_Task details_. Give the records below again, exactly as they appear.

_Records provided_.
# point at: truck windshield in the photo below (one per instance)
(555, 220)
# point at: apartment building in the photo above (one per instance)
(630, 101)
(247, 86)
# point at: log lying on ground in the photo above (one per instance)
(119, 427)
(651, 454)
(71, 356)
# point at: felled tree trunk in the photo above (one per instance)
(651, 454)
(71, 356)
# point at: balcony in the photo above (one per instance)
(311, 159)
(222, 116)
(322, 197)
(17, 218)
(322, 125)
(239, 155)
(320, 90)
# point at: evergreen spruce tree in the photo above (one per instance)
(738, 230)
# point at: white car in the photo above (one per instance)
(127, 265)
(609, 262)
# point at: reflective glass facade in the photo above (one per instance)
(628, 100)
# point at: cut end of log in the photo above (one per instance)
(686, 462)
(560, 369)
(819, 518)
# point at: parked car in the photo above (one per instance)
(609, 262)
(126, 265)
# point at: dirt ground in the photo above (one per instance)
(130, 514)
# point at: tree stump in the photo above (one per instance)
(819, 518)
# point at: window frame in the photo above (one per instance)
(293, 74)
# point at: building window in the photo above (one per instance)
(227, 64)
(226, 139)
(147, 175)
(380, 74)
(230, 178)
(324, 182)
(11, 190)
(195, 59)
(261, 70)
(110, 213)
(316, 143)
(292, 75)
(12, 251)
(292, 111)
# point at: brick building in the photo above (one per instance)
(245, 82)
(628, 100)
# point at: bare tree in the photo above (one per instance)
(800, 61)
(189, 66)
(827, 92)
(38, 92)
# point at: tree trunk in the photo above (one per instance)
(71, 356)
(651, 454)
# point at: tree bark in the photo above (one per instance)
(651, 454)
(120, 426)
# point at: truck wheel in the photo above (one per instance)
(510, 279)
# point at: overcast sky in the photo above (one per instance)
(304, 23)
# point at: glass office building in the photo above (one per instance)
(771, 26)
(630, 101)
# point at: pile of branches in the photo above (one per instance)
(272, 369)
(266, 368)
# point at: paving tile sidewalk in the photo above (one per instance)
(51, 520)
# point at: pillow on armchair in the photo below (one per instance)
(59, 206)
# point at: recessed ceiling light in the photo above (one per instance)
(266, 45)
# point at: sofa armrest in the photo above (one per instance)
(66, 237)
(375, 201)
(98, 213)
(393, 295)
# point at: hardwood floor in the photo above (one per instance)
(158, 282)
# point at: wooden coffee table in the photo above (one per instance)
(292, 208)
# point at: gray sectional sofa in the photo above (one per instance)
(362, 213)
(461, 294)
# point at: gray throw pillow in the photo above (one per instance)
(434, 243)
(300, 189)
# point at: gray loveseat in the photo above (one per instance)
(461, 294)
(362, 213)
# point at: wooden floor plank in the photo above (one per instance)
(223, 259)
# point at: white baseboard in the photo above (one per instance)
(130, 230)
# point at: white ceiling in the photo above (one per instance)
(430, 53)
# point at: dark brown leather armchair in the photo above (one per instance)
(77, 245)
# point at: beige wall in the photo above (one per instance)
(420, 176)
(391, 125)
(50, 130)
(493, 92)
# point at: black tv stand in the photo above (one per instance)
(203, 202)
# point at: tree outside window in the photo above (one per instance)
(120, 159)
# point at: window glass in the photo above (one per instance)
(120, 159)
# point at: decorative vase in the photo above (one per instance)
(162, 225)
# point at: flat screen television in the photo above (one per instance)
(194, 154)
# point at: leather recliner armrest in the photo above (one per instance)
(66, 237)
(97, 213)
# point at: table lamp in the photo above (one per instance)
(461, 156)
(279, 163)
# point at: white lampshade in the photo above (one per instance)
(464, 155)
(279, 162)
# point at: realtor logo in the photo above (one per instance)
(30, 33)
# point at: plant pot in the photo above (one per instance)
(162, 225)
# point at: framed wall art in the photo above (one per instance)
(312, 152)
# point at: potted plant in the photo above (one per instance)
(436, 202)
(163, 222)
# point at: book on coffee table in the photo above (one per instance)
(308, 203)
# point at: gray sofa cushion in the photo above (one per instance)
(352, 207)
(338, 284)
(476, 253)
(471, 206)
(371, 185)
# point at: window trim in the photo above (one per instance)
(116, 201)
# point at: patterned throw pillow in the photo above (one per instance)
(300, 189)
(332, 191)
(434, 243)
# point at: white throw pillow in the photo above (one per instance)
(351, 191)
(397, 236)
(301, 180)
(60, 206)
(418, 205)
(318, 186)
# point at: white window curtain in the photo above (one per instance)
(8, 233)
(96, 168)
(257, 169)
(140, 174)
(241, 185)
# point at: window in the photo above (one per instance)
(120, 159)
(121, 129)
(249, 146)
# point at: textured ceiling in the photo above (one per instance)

_Answer area_.
# point at: truck windshield in the photo below (one per instance)
(555, 220)
# point at: apartment building in the photo above (one per instance)
(630, 101)
(247, 86)
# point at: log lying on ground in the photo above (one per instance)
(119, 427)
(651, 454)
(71, 356)
# point at: felled tree trunk in the photo above (one per instance)
(651, 454)
(71, 356)
# point at: balcony in the photo above (one per instance)
(311, 159)
(222, 116)
(322, 197)
(17, 218)
(322, 125)
(239, 155)
(320, 90)
# point at: evergreen spruce tree in the photo above (one per instance)
(738, 230)
# point at: white car in the photo above (one per instance)
(127, 265)
(609, 262)
# point at: reflective glass facade in the photo above (one per instance)
(628, 100)
# point at: cut end of log in the photo above (one per instance)
(686, 462)
(560, 369)
(819, 518)
# point at: parked car in the photo above (one per instance)
(609, 262)
(126, 265)
# point at: dirt ground in the photo above (one per instance)
(130, 514)
# point at: tree stump in the photo above (one per instance)
(819, 518)
# point at: window frame in the photo above (one per instance)
(293, 74)
# point at: building window in the photo above (one per instance)
(227, 64)
(226, 139)
(147, 175)
(380, 74)
(230, 178)
(324, 182)
(11, 190)
(195, 59)
(261, 70)
(110, 213)
(316, 143)
(292, 75)
(12, 251)
(292, 111)
# point at: brick building in the photo above (one per instance)
(245, 82)
(628, 100)
# point at: bare tree in the photo above (one per instance)
(800, 61)
(189, 66)
(827, 92)
(38, 92)
# point at: tree trunk in the photo above (one per instance)
(71, 356)
(651, 454)
# point at: tree bark in the photo above (one per instance)
(651, 454)
(120, 426)
# point at: truck wheel in the photo above (one per instance)
(510, 279)
# point at: overcast sky in the photo above (one per instance)
(304, 23)
# point at: glass office building in the photo above (one per instance)
(771, 26)
(630, 101)
# point at: pile of branches in the photo above (one per instance)
(272, 369)
(266, 368)
# point at: paving tile sidewalk in the photo above (one per instance)
(51, 520)
# point at: pillow on armchair in the photo below (one per instance)
(59, 206)
# point at: recessed ceiling light in the photo above (one per instance)
(266, 45)
# point at: sofa armrest in the photo above (one per instance)
(66, 237)
(375, 201)
(98, 213)
(393, 295)
# point at: hardwood floor in the photo above (one per instance)
(158, 282)
# point at: wooden coffee table in the photo above (one per instance)
(292, 208)
# point at: gray sectional sofa in the photo above (one per instance)
(362, 213)
(461, 294)
# point at: gray throw pillow in the photo above (one per instance)
(434, 243)
(300, 189)
# point at: gray loveseat in the photo above (one per instance)
(461, 294)
(362, 213)
# point at: wooden floor plank in the photo above (one per instance)
(223, 259)
# point at: white baseboard in the photo above (one per instance)
(130, 230)
# point at: white ceiling in the photo above (one per instance)
(430, 53)
# point at: dark brown leather armchair in the photo above (one per instance)
(77, 245)
# point at: beige wall in the photo above (one per instance)
(420, 176)
(391, 125)
(50, 130)
(493, 92)
# point at: black tv stand in the photo above (one per instance)
(203, 202)
# point at: tree outside window in the photo above (one per instance)
(120, 159)
# point at: window glass in the photo above (one per instance)
(120, 159)
# point at: decorative vase in the photo above (one per instance)
(162, 225)
# point at: flat screen television in the photo above (one per instance)
(194, 154)
# point at: leather recliner armrest in the photo above (one per instance)
(66, 237)
(97, 213)
# point at: table lamp in the photo above (one per instance)
(461, 156)
(279, 163)
# point at: white lampshade in the photo above (one per instance)
(464, 155)
(279, 162)
# point at: realtor logo in the photo above (one per instance)
(30, 33)
# point at: plant pot in the photo above (one per instance)
(162, 225)
# point at: framed wall art in the photo above (one per instance)
(312, 152)
# point at: potted plant in the photo above (one per instance)
(436, 202)
(163, 222)
# point at: book on coffee table in the photo above (one per instance)
(308, 203)
# point at: gray sofa cushion in the photo above (one per instance)
(352, 207)
(338, 284)
(476, 253)
(471, 206)
(371, 185)
# point at: window trim in the photo above (one per instance)
(116, 201)
# point at: patterned throw pillow in the photo above (one per instance)
(300, 189)
(332, 191)
(434, 243)
# point at: white throw pillow in the photo above (one per instance)
(351, 191)
(397, 236)
(301, 180)
(60, 206)
(418, 205)
(318, 186)
# point at: white window curtain in the photo above (one per instance)
(8, 233)
(96, 168)
(257, 169)
(140, 174)
(241, 185)
# point at: window in the photo above (one per instance)
(120, 159)
(121, 129)
(249, 146)
# point at: textured ceiling in the photo above (one per instance)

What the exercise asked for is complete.